#### TEXT PASSAGE:
⁂

This workshop will explore inaudible speech and look at the phenomena Glossolalia* which translates to speaking in tongues, as a material that propositions the mouth as a vocal space which moves between the semiotic chora – between the verbal and nonverbal to create images formed through acoustics. In theatre, we understand that theatre itself is not just a visual or textual representation; but it can be sound. Therefore, together we will see with our ears, speak with sounds, exploring the liminal spaces of language as sound.
The aim is to create a space where we can explore our tongues as mechanics that can be altered to reflect a sense of otherness; to use the tongue to destroy or reassemble words into letters and play around with words as sounds and phonetics. The workshop is aimed at those with an interest in voice studies, artists, speech therapists and psychologists.
As a self, a body of fluids and matter
My tongue engages in glossolalia to escape the need to communicate sense to the world.

⁂

#### ENTRIES SUPPLIED:
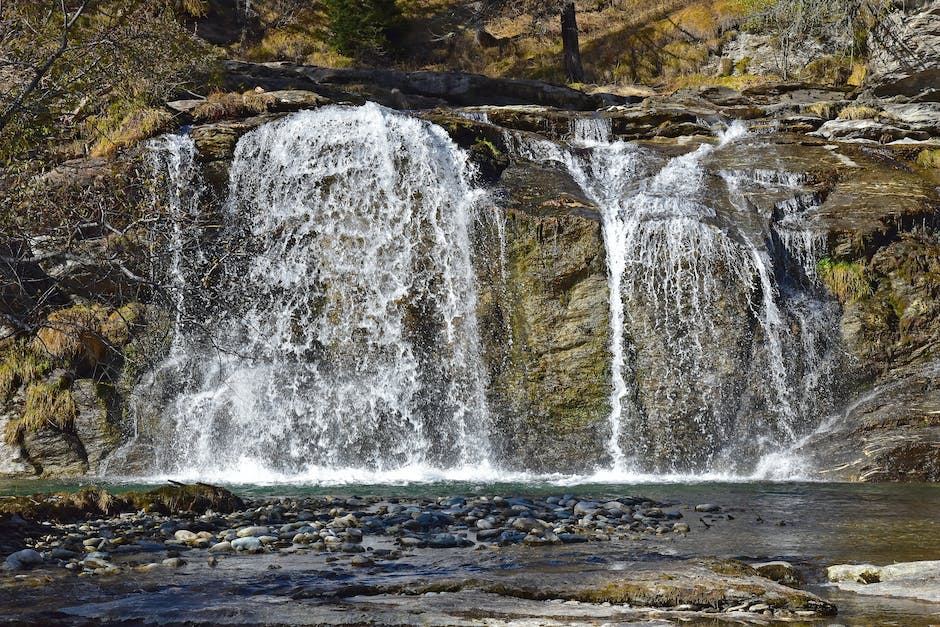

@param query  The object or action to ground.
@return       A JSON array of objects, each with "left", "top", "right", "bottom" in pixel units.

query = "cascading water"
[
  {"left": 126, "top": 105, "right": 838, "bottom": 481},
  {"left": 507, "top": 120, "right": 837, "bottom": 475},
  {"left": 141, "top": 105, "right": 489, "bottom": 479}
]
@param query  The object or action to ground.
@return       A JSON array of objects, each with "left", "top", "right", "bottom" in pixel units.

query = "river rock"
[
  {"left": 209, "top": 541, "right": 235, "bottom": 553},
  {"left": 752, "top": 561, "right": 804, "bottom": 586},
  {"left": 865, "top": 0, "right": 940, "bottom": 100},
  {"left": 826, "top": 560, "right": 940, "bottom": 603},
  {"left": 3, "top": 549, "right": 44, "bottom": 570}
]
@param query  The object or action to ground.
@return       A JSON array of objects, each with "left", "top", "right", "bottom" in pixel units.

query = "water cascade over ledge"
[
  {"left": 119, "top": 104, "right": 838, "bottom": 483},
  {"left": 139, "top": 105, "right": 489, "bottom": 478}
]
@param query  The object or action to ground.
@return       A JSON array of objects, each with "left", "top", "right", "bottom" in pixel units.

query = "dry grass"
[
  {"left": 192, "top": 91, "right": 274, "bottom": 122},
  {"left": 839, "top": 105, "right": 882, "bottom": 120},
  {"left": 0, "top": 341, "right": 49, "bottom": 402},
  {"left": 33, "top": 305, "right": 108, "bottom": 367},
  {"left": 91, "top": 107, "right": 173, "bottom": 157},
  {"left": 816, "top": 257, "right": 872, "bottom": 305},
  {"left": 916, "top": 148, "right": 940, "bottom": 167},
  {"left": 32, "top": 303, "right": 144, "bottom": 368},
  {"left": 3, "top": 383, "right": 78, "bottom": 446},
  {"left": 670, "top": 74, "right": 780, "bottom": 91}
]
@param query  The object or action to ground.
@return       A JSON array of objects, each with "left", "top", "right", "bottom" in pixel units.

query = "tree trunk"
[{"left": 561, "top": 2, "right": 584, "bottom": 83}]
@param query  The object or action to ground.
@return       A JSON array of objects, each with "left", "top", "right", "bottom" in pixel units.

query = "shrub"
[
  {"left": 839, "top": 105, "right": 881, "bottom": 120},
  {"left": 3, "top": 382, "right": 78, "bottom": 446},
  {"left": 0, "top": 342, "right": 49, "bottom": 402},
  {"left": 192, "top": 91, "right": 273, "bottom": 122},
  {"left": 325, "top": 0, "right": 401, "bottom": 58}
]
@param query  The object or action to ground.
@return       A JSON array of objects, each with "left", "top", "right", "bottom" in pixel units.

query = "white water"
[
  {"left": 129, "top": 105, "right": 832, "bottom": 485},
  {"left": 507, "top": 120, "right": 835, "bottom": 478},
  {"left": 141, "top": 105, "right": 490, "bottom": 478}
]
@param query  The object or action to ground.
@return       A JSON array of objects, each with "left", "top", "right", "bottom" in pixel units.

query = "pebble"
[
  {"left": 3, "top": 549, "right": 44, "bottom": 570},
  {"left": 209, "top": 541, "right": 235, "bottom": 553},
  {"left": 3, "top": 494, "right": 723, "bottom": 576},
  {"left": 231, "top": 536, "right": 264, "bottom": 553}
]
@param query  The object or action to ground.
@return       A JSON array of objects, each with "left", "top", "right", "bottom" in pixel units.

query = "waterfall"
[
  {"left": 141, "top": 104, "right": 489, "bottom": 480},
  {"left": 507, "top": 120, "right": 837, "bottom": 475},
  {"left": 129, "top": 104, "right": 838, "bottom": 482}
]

⁂

#### DIRECTIONS:
1. From the glossolalia workshop description, reproduce the passage starting at "The aim is to" and ending at "to the world.".
2. List every group of people that the glossolalia workshop description says the workshop is aimed at.
3. Continue the glossolalia workshop description from its last line.
You can disregard the data.

#### RESPONSES:
1.
The aim is to create a space where we can explore our tongues as mechanics that can be altered to reflect a sense of otherness; to use the tongue to destroy or reassemble words into letters and play around with words as sounds and phonetics. The workshop is aimed at those with an interest in voice studies, artists, speech therapists and psychologists.
As a self, a body of fluids and matter
My tongue engages in glossolalia to escape the need to communicate sense to the world.

2.
- Those with an interest in voice studies
- Artists
- Speech therapists
- Psychologists

3.
Glosso- glossa, the lalia of the lilies of the valley
I am in my own mind, in my own thoughts
Expanding and pushing outwards
Moving like the river, my work is to never cease
At a point in time, my speech was altered to reflect another’s identity
Then I found glossolalia
And I found a new existence
Kaa e lo mi sk
Tlmo
Pa
I bo ka
*Glossolalia is a Greek word for speaking in tongues and is a phonetic utterance that has an expansive meaning across many cultures and religious practices.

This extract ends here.